**What you should do**:
List each line in the records that contains the string "green". Case counts.
---------- Material shown ----------
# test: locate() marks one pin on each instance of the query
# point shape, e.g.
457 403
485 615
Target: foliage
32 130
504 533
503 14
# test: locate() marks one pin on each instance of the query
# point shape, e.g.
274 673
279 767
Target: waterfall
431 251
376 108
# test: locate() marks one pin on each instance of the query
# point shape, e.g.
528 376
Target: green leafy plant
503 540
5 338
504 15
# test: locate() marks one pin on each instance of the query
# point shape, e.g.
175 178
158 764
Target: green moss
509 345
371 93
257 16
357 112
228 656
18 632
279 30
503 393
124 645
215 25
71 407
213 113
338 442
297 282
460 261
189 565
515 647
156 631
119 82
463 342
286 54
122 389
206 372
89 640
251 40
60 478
----------
---------- Material shown ----------
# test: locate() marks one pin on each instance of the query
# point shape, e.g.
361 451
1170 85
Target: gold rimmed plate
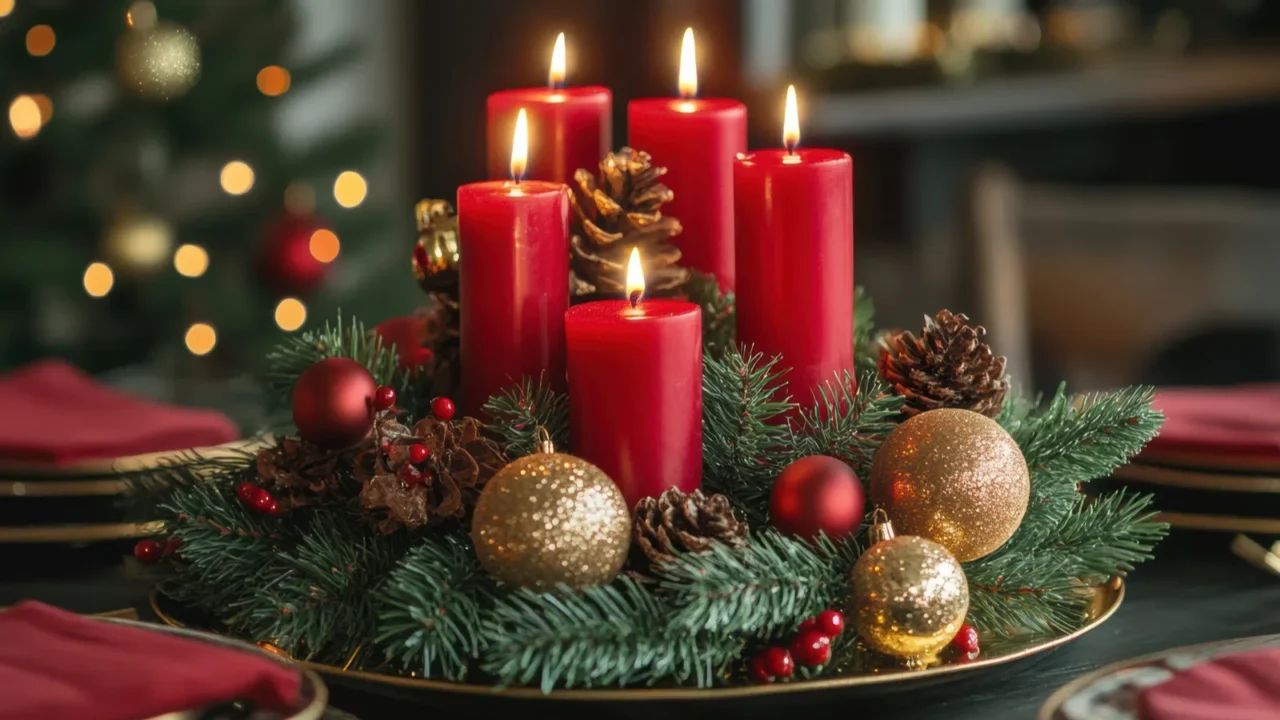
----------
**Finished task**:
Target: green leafy plant
Target: green moss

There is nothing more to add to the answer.